[Segmentation labeling entries]

<<<<

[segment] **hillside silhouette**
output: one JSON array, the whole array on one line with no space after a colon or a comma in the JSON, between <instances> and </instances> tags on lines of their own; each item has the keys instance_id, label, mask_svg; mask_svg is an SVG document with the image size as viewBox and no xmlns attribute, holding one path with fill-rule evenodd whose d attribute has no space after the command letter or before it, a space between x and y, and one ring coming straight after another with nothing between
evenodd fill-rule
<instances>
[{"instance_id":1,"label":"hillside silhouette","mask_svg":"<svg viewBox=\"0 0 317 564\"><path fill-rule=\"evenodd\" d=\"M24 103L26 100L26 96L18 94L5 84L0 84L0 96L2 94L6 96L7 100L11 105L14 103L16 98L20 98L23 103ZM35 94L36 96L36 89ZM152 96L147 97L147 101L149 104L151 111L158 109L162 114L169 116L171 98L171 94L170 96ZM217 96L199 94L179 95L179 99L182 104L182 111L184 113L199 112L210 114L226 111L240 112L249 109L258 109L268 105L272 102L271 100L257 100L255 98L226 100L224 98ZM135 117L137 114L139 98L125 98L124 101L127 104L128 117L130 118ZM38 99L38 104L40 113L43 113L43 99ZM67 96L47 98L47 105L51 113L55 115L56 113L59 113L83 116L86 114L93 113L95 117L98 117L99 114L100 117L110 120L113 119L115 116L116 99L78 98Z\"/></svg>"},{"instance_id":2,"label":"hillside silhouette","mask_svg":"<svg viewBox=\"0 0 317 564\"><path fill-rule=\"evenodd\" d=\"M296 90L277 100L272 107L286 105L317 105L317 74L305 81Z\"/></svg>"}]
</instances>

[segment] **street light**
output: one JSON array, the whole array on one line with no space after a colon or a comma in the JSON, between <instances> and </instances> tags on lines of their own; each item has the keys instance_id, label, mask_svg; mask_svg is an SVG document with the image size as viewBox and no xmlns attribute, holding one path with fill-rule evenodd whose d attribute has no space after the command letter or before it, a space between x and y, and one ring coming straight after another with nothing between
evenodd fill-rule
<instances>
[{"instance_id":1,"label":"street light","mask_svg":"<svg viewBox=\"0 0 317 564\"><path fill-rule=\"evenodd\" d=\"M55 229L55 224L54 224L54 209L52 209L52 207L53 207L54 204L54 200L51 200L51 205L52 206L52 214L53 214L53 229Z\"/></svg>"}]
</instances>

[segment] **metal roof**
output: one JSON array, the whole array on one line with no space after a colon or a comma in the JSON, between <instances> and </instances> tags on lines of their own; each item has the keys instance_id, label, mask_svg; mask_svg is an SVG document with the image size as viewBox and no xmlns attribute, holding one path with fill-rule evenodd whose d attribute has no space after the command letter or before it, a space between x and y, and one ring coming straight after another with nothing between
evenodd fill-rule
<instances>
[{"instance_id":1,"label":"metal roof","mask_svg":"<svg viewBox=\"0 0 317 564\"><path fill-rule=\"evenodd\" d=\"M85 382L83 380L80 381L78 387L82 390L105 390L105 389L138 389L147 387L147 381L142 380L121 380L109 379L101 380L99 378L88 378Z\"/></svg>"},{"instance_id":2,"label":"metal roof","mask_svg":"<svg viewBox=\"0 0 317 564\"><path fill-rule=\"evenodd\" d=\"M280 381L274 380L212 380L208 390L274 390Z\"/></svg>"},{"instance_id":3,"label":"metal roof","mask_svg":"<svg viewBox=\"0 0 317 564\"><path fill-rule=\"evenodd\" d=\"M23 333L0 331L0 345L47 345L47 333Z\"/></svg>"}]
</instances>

>>>>

**Exercise instructions**. Once more, set down the full listing, verbatim.

**Written answer**.
[segment] **hillside silhouette**
output: one JSON array, the whole array on one line with no space after a colon or a comma in the JSON, between <instances> and </instances> tags on lines of their own; each item has the keys instance_id, label, mask_svg; mask_svg is an SVG document with the image size as viewBox and no xmlns attribute, holding one path with fill-rule evenodd whose d attribute has no space after the command letter or before it, a space between x and y, and one ring coming straight after another with nothing between
evenodd fill-rule
<instances>
[{"instance_id":1,"label":"hillside silhouette","mask_svg":"<svg viewBox=\"0 0 317 564\"><path fill-rule=\"evenodd\" d=\"M24 103L26 100L26 96L18 94L5 84L0 84L0 96L2 94L6 96L7 100L11 105L14 103L16 98L20 98L23 103ZM35 94L36 96L36 89ZM152 96L147 97L147 101L149 104L151 111L158 109L162 114L169 116L171 98L171 94L170 96ZM217 96L199 94L179 95L179 99L182 104L182 111L184 113L199 112L210 114L226 111L240 112L249 109L258 109L268 105L272 102L271 100L257 100L255 98L226 100L224 98ZM135 117L137 114L139 98L125 98L124 101L127 104L128 117L130 118ZM38 99L38 104L40 113L43 113L43 99ZM67 96L47 98L47 105L51 113L55 115L56 113L59 113L83 116L86 114L93 113L95 117L98 117L99 114L100 117L110 120L113 119L115 116L116 99L78 98Z\"/></svg>"},{"instance_id":2,"label":"hillside silhouette","mask_svg":"<svg viewBox=\"0 0 317 564\"><path fill-rule=\"evenodd\" d=\"M296 90L277 100L272 107L286 105L317 105L317 74L305 81Z\"/></svg>"}]
</instances>

[segment] **street light**
output: one JSON array, the whole array on one line with no space after a colon or a comma in the JSON, between <instances> and </instances> tags on lines of their own; each item has the keys instance_id, label, mask_svg; mask_svg is an SVG document with the image size as viewBox and no xmlns attribute, holding one path with fill-rule evenodd whose d attribute has no space after the command letter or before it, a space between x and y, and one ring coming straight after another with nothing between
evenodd fill-rule
<instances>
[{"instance_id":1,"label":"street light","mask_svg":"<svg viewBox=\"0 0 317 564\"><path fill-rule=\"evenodd\" d=\"M55 229L55 224L54 224L54 209L52 209L52 207L53 207L54 204L54 200L51 200L51 205L52 206L52 214L53 214L53 229Z\"/></svg>"}]
</instances>

[segment] **metal roof**
output: one JSON array, the whole array on one line with no space after a colon or a comma in the JSON, between <instances> and </instances> tags on lines of their own; each item has the keys instance_id, label, mask_svg; mask_svg is an SVG document with the image size as viewBox and no xmlns attribute, holding one path with fill-rule evenodd whose d attribute has no space after the command letter or before it, a space between x and y, and one ring coming straight after another with nothing between
evenodd fill-rule
<instances>
[{"instance_id":1,"label":"metal roof","mask_svg":"<svg viewBox=\"0 0 317 564\"><path fill-rule=\"evenodd\" d=\"M85 382L83 380L80 381L78 387L82 390L105 390L105 389L138 389L147 387L147 381L142 380L121 380L109 379L101 380L99 378L88 378Z\"/></svg>"},{"instance_id":2,"label":"metal roof","mask_svg":"<svg viewBox=\"0 0 317 564\"><path fill-rule=\"evenodd\" d=\"M280 381L274 380L212 380L208 390L274 390Z\"/></svg>"},{"instance_id":3,"label":"metal roof","mask_svg":"<svg viewBox=\"0 0 317 564\"><path fill-rule=\"evenodd\" d=\"M23 333L0 331L0 345L47 345L47 333Z\"/></svg>"}]
</instances>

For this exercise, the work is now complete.